--- begin ---

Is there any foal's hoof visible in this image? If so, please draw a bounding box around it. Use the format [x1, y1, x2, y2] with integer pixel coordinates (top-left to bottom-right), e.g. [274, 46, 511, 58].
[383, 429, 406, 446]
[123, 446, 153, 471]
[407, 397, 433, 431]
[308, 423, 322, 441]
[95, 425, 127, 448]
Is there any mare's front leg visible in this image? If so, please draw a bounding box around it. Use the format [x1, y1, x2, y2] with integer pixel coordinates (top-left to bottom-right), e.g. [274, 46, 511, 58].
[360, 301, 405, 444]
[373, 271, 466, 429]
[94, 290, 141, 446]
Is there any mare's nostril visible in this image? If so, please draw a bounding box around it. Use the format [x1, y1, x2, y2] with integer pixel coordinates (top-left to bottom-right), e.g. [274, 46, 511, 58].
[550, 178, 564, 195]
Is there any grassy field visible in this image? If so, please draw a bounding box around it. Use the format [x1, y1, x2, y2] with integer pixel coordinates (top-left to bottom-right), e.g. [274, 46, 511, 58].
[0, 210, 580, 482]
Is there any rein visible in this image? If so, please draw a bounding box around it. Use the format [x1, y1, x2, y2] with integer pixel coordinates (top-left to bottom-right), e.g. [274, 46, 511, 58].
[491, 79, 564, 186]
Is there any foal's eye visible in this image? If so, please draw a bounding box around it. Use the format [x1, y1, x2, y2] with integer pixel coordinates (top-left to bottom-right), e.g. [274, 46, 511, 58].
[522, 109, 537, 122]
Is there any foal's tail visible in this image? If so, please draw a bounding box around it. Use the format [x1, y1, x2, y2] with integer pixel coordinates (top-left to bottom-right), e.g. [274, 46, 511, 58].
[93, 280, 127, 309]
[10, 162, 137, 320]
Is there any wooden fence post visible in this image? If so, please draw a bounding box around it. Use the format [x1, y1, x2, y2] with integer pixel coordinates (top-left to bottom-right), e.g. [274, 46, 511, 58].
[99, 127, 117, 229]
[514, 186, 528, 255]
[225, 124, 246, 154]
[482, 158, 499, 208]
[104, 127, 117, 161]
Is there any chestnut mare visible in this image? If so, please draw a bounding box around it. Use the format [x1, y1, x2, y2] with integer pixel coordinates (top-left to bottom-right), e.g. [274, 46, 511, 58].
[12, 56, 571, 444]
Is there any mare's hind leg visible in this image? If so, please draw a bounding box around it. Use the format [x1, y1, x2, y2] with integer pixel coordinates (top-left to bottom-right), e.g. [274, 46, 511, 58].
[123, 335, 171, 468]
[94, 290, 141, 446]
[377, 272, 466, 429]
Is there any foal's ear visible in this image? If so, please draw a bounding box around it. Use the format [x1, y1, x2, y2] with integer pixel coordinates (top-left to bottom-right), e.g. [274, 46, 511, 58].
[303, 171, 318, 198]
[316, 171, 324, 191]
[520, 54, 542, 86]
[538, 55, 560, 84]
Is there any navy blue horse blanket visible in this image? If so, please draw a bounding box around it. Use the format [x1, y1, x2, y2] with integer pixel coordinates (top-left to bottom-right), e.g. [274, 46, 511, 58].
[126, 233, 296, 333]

--- end ---
--- begin ---

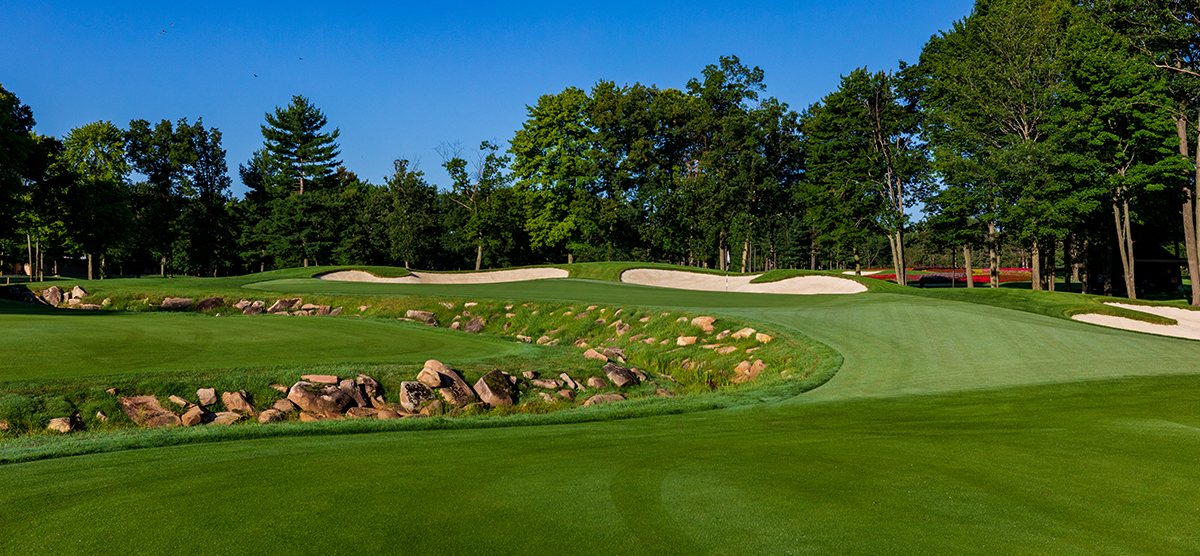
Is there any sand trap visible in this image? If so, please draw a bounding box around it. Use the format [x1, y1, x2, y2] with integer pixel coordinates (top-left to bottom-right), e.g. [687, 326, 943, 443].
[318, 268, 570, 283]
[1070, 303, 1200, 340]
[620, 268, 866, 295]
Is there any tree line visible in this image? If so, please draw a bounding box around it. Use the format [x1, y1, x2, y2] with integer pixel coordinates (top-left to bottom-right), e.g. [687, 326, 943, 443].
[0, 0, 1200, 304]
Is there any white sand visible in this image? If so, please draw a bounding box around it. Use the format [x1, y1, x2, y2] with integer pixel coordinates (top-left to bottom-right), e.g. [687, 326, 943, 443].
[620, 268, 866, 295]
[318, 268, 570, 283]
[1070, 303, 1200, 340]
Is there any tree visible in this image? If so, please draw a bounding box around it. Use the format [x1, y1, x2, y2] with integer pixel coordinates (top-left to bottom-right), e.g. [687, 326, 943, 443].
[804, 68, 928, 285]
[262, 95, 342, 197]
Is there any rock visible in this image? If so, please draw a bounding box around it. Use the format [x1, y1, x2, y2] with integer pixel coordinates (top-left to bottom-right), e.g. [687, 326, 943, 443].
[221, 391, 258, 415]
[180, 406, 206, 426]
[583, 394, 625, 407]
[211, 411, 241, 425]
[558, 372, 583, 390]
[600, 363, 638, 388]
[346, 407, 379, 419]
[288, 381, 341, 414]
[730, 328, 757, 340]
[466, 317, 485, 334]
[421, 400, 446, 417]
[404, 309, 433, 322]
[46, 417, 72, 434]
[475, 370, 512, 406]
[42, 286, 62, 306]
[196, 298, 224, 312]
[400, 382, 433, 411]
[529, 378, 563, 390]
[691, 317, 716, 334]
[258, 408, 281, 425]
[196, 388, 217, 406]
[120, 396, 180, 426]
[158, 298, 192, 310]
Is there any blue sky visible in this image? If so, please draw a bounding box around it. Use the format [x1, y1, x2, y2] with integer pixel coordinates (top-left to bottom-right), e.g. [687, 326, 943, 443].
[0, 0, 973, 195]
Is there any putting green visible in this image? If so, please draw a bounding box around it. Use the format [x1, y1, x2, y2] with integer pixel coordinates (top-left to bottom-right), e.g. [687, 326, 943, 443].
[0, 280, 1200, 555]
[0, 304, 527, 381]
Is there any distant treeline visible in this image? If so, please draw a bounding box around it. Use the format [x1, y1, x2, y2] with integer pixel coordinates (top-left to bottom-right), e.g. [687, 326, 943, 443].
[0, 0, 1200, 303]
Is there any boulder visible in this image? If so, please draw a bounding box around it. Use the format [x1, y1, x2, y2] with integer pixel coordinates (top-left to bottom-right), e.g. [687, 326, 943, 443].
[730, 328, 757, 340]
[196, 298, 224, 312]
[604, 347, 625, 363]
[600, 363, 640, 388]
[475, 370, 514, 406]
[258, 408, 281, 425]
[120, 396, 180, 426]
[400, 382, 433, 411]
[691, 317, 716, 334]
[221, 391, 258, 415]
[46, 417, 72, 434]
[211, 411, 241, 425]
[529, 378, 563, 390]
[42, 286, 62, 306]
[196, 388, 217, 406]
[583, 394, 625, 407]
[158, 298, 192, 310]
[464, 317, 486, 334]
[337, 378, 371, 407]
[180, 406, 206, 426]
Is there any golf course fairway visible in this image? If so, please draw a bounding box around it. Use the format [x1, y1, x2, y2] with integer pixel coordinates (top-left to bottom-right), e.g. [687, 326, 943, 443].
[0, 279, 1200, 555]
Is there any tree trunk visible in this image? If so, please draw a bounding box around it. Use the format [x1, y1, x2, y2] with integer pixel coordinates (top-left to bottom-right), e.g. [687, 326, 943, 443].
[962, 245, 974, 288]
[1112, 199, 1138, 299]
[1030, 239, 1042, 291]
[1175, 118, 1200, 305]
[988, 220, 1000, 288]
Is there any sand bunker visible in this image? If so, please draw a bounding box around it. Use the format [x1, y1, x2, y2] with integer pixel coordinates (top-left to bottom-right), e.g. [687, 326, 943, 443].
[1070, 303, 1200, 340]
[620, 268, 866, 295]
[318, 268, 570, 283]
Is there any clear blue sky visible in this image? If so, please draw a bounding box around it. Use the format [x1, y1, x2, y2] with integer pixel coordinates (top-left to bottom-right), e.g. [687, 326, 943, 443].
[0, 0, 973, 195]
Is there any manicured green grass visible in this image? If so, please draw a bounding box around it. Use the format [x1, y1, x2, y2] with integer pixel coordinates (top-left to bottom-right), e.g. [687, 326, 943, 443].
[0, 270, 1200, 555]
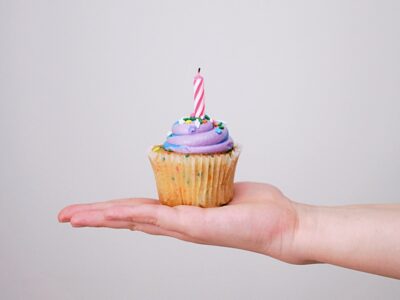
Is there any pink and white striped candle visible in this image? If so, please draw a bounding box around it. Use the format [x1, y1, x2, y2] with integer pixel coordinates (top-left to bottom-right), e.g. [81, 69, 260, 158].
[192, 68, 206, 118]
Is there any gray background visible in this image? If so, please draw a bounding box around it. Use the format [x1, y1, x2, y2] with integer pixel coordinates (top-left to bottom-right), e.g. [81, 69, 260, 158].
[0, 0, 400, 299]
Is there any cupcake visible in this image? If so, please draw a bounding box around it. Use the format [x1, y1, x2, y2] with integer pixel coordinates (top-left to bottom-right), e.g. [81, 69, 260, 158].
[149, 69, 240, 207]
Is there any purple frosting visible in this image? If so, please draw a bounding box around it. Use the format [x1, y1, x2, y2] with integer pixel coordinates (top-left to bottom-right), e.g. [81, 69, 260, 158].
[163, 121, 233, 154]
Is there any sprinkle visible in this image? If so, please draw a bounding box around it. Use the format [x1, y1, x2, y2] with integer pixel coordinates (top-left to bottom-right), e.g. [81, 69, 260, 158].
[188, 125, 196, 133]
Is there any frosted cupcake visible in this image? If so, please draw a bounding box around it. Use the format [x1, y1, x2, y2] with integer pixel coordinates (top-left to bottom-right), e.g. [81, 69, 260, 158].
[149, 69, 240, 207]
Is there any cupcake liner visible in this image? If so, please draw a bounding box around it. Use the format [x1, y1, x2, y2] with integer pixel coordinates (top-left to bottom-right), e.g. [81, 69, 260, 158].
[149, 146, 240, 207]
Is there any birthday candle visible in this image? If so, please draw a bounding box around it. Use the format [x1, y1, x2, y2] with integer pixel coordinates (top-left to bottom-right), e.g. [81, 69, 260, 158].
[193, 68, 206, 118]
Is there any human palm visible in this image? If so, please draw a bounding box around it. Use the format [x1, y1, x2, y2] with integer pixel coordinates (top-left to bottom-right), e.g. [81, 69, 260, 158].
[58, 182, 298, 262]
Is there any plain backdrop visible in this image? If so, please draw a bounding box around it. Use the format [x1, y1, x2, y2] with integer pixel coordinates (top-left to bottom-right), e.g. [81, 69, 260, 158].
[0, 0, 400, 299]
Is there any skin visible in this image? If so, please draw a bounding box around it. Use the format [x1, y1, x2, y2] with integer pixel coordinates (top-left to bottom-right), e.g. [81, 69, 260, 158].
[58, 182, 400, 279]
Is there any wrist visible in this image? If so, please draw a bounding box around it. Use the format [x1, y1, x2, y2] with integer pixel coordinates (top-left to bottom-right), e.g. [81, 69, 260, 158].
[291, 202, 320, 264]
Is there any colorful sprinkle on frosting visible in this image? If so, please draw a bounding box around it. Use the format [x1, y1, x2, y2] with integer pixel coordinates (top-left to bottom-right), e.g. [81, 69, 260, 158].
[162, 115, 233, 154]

--- end ---
--- begin ---

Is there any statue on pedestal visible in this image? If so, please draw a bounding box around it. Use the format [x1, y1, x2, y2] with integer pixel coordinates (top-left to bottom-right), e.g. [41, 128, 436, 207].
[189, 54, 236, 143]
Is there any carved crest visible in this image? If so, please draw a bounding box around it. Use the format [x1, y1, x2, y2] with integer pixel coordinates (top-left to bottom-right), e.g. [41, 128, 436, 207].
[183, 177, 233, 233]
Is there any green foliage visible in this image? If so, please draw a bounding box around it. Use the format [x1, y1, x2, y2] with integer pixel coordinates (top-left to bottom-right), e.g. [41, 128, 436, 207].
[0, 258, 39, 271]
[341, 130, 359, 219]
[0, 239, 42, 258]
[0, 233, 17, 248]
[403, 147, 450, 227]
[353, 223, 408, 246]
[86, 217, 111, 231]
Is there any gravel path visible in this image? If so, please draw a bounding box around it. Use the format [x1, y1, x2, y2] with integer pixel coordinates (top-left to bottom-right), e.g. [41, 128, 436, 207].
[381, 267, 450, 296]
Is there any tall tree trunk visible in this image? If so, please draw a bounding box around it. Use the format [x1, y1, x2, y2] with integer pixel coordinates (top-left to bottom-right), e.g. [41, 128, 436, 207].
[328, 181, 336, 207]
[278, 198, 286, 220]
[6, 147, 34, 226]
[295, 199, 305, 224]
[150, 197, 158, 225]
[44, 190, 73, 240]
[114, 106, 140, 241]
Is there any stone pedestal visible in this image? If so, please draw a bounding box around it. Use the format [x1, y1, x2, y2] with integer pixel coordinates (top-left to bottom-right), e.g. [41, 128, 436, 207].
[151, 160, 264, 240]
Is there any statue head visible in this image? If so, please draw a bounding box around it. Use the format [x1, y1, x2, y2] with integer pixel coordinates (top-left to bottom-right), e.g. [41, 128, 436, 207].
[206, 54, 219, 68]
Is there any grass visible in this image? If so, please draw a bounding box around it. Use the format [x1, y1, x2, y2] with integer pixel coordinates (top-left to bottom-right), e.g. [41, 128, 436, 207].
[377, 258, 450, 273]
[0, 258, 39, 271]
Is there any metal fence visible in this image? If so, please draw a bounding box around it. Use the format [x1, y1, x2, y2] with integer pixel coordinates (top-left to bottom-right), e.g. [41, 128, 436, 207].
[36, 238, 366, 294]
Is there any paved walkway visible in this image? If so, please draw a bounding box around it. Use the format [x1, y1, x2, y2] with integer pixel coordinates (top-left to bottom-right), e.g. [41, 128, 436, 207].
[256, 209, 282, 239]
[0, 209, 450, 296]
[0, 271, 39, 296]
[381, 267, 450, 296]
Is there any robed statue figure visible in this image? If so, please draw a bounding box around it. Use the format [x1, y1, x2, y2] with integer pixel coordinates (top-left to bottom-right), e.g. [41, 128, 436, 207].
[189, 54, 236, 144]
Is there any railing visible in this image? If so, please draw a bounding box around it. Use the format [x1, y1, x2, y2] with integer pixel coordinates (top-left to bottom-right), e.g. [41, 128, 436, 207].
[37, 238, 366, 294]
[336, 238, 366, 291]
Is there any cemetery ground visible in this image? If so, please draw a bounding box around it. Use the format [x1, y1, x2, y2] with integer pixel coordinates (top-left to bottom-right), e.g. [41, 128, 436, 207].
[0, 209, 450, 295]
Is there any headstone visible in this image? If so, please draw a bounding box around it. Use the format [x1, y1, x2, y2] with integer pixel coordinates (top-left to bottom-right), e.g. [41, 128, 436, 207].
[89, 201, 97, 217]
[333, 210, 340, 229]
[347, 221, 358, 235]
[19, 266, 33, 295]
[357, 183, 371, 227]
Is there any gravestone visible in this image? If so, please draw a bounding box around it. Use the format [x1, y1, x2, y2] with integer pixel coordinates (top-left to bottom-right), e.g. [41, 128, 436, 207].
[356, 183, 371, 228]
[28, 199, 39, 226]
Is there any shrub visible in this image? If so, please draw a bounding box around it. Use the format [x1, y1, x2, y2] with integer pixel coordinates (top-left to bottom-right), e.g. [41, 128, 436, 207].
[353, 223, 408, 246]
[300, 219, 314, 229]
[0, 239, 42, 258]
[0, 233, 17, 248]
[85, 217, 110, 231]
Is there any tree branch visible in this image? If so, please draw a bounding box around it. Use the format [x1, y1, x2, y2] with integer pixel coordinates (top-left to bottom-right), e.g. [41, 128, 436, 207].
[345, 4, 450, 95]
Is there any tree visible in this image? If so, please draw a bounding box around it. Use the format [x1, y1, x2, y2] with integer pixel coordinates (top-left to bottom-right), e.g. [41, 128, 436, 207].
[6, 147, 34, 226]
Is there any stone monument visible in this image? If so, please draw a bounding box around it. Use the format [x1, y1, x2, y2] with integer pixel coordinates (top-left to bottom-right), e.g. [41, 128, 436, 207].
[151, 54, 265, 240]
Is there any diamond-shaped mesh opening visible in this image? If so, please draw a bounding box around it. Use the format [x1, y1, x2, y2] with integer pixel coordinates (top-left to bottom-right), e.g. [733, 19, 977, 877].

--- end ---

▶ Given problem
Write out the lines above again, beginning at the line that has "Is there any foal's hoof" and stopping after the line that has "[95, 425, 127, 448]". Shift every bounding-box coordinate in the answers up by 25, and leave the requests as they are.

▶ Finished exercise
Is there any foal's hoof visible in this image? If so, please draw a bounding box around it. Use the format [x1, y1, x2, y2] with integer pixel coordinates (top-left to bottom-right), e.g. [274, 46, 511, 58].
[408, 454, 431, 471]
[148, 471, 178, 496]
[432, 422, 458, 456]
[333, 448, 347, 466]
[120, 450, 152, 473]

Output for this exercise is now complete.